_Labeled-object pointing entries_
(begin)

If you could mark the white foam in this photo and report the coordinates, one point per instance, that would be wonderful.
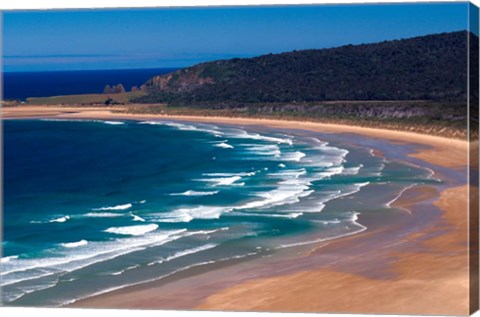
(18, 270)
(132, 230)
(188, 214)
(255, 136)
(74, 244)
(102, 215)
(224, 145)
(195, 193)
(223, 181)
(230, 174)
(137, 218)
(7, 259)
(61, 219)
(294, 156)
(352, 170)
(290, 215)
(117, 207)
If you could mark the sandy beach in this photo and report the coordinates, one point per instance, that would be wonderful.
(396, 267)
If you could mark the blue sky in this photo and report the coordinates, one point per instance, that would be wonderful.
(178, 37)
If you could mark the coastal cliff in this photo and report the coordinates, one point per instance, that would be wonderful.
(420, 68)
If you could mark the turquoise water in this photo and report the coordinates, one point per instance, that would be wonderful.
(92, 206)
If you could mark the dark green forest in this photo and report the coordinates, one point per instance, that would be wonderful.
(432, 67)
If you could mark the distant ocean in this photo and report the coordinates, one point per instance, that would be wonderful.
(92, 206)
(22, 85)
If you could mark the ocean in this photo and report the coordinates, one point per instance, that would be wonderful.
(22, 85)
(92, 206)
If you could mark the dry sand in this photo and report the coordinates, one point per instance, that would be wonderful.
(428, 270)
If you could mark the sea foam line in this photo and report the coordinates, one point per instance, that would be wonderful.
(117, 207)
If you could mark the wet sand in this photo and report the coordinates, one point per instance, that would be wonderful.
(414, 263)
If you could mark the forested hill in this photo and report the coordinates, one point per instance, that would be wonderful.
(432, 67)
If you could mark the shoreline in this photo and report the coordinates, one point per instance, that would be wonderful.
(409, 264)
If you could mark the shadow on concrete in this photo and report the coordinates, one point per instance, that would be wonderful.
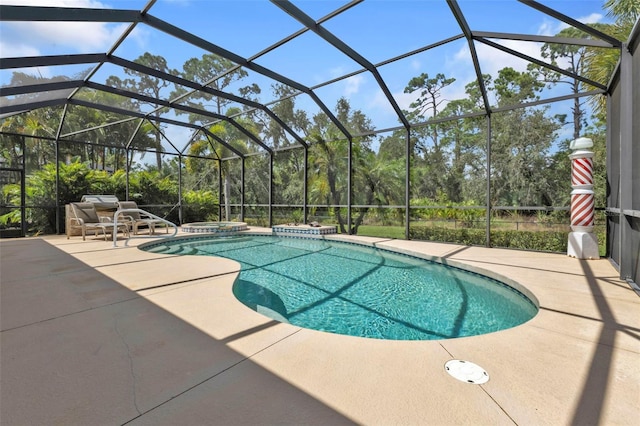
(79, 348)
(591, 403)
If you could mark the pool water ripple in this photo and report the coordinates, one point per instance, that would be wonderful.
(359, 290)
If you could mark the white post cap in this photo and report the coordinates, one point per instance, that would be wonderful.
(581, 143)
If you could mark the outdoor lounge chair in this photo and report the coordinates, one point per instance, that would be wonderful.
(140, 219)
(85, 217)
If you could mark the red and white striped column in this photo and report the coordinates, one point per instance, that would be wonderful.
(582, 242)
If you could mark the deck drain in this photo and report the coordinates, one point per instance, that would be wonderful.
(466, 371)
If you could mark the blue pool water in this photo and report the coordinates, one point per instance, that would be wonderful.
(358, 290)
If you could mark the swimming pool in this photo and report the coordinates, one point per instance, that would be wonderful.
(359, 290)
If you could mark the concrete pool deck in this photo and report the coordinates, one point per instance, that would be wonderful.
(95, 335)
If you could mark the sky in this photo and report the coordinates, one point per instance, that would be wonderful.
(376, 29)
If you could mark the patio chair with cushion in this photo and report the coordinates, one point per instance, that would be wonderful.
(85, 217)
(140, 219)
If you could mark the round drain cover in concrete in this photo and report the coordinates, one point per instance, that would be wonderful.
(466, 371)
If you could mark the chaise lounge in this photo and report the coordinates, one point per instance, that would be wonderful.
(140, 219)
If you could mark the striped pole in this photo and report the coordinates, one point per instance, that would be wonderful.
(582, 196)
(582, 207)
(583, 244)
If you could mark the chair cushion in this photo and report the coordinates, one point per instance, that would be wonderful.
(85, 211)
(130, 205)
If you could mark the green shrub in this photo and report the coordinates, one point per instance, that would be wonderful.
(550, 241)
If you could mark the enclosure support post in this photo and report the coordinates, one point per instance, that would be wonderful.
(407, 184)
(126, 168)
(64, 114)
(305, 196)
(270, 189)
(488, 195)
(628, 262)
(219, 189)
(180, 189)
(349, 176)
(57, 191)
(242, 189)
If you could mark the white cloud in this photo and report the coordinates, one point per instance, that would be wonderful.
(37, 38)
(551, 28)
(352, 85)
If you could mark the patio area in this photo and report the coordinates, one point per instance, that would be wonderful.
(93, 334)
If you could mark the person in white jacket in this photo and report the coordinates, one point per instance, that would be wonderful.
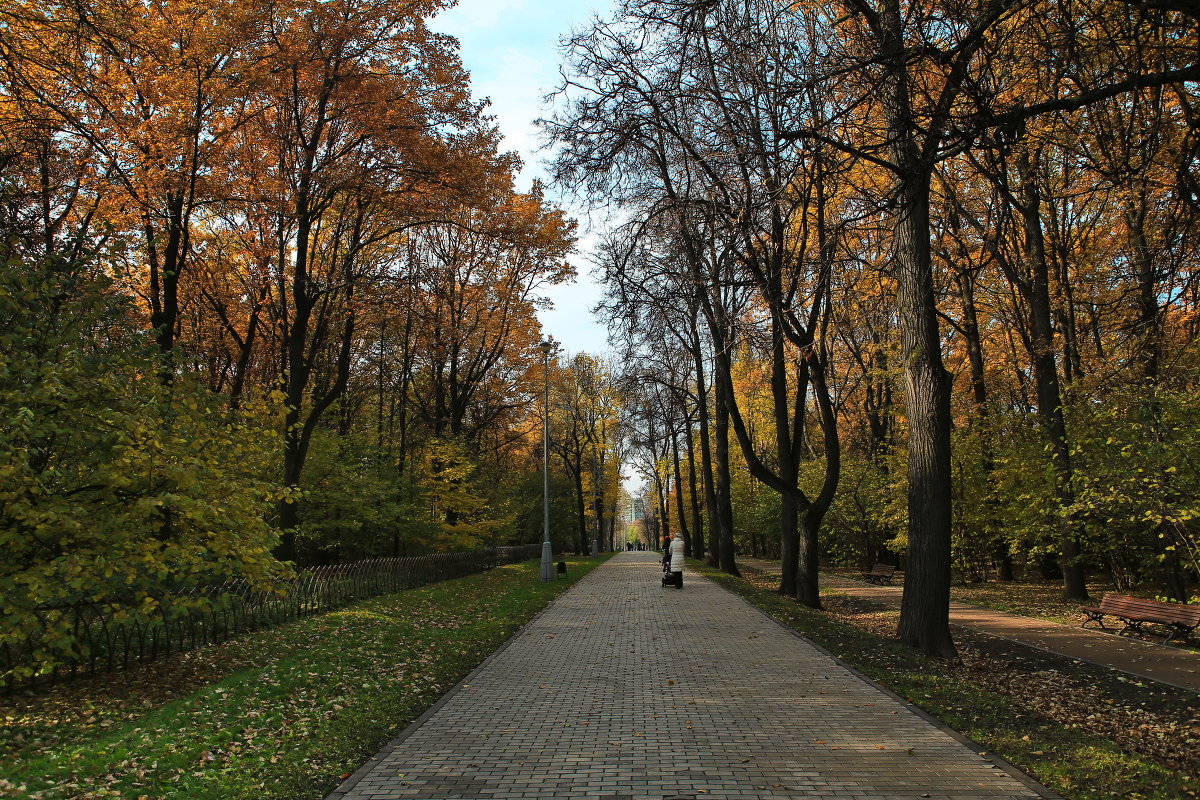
(676, 551)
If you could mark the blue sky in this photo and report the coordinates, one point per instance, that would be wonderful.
(511, 49)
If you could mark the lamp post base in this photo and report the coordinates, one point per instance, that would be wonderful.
(547, 563)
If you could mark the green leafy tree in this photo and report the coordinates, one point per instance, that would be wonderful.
(115, 488)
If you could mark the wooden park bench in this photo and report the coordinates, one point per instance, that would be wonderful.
(1180, 619)
(880, 573)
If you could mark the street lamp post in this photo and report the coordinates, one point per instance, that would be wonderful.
(547, 555)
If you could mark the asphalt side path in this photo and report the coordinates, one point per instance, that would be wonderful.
(625, 690)
(1139, 657)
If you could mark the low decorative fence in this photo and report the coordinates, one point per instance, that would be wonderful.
(109, 637)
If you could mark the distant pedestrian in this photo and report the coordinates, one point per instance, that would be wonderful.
(676, 554)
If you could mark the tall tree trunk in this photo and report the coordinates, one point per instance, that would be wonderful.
(682, 523)
(706, 458)
(994, 531)
(697, 521)
(925, 607)
(721, 482)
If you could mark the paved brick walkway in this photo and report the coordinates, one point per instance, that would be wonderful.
(625, 690)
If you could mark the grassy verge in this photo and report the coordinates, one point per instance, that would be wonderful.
(1068, 758)
(286, 713)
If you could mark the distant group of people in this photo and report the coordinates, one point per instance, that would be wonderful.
(672, 559)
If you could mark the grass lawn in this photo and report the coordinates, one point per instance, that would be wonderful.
(1075, 728)
(286, 713)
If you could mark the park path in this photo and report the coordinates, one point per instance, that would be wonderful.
(1144, 659)
(628, 691)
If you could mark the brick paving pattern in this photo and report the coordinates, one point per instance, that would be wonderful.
(624, 690)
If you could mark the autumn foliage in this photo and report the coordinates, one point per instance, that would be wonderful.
(269, 298)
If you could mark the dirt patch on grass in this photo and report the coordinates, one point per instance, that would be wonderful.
(1158, 721)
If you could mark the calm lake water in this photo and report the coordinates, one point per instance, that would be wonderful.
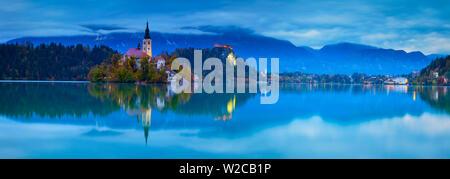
(82, 120)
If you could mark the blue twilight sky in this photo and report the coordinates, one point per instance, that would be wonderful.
(412, 25)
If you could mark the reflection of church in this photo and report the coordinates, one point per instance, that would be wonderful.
(146, 117)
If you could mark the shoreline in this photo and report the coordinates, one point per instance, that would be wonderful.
(145, 83)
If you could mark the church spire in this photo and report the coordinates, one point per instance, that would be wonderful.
(147, 32)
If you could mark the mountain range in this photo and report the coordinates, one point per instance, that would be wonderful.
(341, 58)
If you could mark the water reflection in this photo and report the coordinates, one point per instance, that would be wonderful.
(309, 121)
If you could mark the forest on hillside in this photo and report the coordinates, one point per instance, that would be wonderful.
(436, 73)
(49, 61)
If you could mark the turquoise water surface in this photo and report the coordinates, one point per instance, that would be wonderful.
(83, 120)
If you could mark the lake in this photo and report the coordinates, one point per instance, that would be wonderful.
(84, 120)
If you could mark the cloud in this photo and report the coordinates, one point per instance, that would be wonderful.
(387, 24)
(221, 29)
(98, 27)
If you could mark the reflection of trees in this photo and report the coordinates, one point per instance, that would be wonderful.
(144, 97)
(49, 99)
(437, 97)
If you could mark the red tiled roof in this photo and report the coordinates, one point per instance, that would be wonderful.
(136, 52)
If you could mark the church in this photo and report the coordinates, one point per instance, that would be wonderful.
(145, 51)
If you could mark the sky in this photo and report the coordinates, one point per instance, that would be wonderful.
(410, 25)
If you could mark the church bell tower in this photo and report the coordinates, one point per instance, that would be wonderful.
(147, 42)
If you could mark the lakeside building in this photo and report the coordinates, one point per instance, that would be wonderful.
(396, 81)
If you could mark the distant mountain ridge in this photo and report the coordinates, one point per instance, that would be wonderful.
(341, 58)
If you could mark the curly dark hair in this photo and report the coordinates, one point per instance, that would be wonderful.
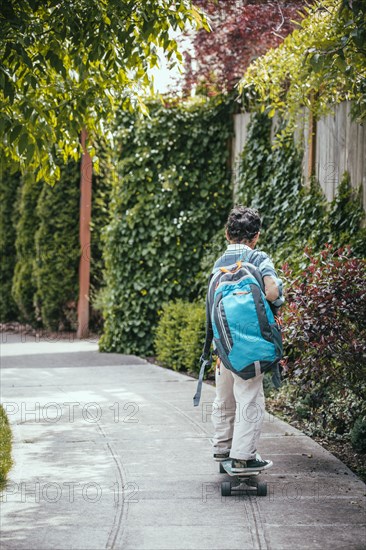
(243, 224)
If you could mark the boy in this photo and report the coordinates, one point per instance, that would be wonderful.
(238, 409)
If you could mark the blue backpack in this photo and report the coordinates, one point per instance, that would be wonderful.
(241, 323)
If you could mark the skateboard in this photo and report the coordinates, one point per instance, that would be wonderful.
(247, 482)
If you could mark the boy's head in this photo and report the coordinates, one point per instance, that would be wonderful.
(243, 224)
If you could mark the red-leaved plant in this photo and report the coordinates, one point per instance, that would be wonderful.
(324, 322)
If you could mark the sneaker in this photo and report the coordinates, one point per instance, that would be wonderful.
(219, 457)
(252, 465)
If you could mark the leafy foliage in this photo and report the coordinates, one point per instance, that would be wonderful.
(320, 64)
(241, 31)
(325, 329)
(100, 217)
(172, 197)
(180, 335)
(9, 184)
(324, 339)
(324, 326)
(5, 451)
(23, 279)
(358, 435)
(58, 251)
(295, 216)
(70, 65)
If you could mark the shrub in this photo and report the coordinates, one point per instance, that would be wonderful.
(58, 251)
(180, 335)
(24, 283)
(100, 217)
(358, 435)
(325, 338)
(295, 216)
(172, 197)
(9, 184)
(5, 451)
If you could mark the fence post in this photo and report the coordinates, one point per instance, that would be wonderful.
(86, 171)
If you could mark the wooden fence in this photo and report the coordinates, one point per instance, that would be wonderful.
(332, 145)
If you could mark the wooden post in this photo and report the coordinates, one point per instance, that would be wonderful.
(86, 171)
(312, 146)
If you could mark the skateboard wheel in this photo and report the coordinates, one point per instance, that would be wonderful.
(226, 489)
(262, 489)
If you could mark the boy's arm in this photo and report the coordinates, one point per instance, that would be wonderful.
(271, 289)
(272, 284)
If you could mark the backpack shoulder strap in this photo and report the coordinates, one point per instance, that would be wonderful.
(206, 358)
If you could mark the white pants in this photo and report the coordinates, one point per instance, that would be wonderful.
(237, 414)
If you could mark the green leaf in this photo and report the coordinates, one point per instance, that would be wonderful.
(23, 141)
(15, 132)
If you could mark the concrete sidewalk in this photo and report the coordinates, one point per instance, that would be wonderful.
(110, 454)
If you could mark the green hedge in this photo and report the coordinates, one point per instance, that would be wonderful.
(100, 217)
(173, 195)
(9, 185)
(295, 216)
(44, 279)
(180, 335)
(58, 251)
(24, 283)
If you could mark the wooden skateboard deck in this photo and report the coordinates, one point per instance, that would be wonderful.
(247, 482)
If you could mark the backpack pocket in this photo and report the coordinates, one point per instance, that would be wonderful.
(277, 339)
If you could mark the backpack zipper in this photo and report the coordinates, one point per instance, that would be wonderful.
(226, 338)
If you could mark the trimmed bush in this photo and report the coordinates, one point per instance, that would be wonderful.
(9, 184)
(293, 215)
(24, 283)
(358, 435)
(180, 335)
(58, 251)
(173, 196)
(100, 217)
(324, 327)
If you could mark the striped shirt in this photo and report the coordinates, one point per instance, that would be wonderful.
(259, 259)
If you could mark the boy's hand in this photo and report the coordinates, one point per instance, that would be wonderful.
(271, 288)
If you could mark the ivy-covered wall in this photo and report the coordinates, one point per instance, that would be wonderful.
(172, 196)
(9, 184)
(41, 246)
(58, 251)
(24, 282)
(294, 215)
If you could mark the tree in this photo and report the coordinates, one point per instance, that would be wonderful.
(70, 64)
(241, 31)
(320, 64)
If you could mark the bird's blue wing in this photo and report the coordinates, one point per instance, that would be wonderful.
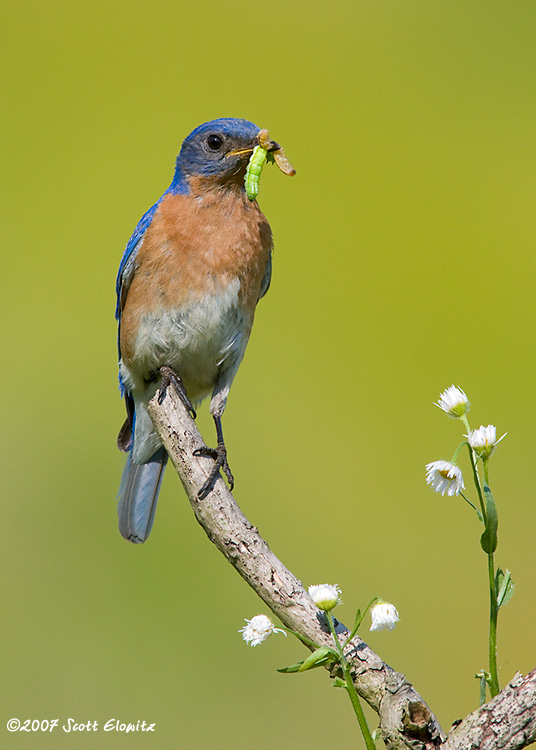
(267, 277)
(128, 261)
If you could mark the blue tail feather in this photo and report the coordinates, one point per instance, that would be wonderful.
(138, 495)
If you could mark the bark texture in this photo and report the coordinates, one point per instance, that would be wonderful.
(406, 721)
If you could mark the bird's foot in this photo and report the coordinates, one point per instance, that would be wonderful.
(170, 377)
(219, 455)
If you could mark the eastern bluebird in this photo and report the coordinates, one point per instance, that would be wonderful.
(188, 284)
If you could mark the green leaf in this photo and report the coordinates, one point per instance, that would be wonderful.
(484, 677)
(488, 540)
(504, 586)
(337, 682)
(292, 668)
(318, 658)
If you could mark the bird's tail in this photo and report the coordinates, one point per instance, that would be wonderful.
(138, 494)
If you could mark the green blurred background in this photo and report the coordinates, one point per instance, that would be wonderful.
(404, 262)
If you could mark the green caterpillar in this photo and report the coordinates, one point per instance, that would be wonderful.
(253, 171)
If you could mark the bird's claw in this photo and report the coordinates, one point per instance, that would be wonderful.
(170, 377)
(219, 455)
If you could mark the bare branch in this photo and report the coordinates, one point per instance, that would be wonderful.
(405, 719)
(507, 721)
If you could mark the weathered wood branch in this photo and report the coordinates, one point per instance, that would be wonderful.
(509, 721)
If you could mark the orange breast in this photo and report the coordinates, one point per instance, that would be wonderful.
(195, 246)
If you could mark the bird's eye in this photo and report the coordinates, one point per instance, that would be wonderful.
(214, 142)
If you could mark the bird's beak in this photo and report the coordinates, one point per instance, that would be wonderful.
(262, 140)
(240, 151)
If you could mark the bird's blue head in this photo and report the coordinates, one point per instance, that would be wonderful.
(218, 150)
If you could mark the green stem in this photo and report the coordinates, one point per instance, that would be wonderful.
(354, 698)
(493, 612)
(477, 485)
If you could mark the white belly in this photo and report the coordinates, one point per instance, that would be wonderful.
(199, 340)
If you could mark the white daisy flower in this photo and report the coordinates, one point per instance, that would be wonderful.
(258, 629)
(442, 476)
(484, 440)
(454, 402)
(384, 616)
(325, 596)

(end)

_WHAT THIS TASK INVOLVES_
Exactly reproduce the lines that run from the line with "If you could mark the bird's tail" through the last line of the records, inclusive.

_RESPONSE_
If you could mark the bird's tail in this photo and report the coordinates, one point per instance, that would be wonderful.
(138, 494)
If you could mark the green blurred background in this photo and report the coordinates, one point per instance, that would be wonderful.
(404, 262)
If you could mark the green caterpillar in this photo and report the coordinates, one point per instance, that would be wonderful.
(253, 171)
If you could mark the bird's claw in this photo and report the coordinates, one point per instance, that would be wonderful.
(170, 377)
(219, 455)
If you could mark the bare branch in this photo and report the coordinates, one point per instance, that would be wonderful.
(405, 719)
(507, 721)
If you could mark the weathered wood branch in this photo and report the coordinates, one point per instance, that would be wonderful.
(509, 721)
If you could mark the orange breast in this photo and report the coordinates, one point per instance, that would be wonderful.
(195, 246)
If you could mark the bird's eye in this photo and report the coordinates, one point per instance, that would be wonderful.
(214, 142)
If you could mark the bird's beak in this photo and report the coordinates, one point per instance, that would be wonderful.
(262, 140)
(240, 151)
If you could mark the bird's blue head in this photo and report the coordinates, one point per instance, that would be wonderful.
(218, 150)
If you could mark the green stem in this photo and report the coordinates, one point per instance, that would be wonderful.
(354, 698)
(493, 612)
(477, 485)
If you could mark the white belly in this photo and report the coordinates, one point per instance, that would be wonderful.
(199, 340)
If you could mark the white daisy flower in this photo and report the coordinates, one point per instance, that would be wonderful.
(258, 629)
(442, 476)
(484, 440)
(454, 402)
(384, 616)
(325, 596)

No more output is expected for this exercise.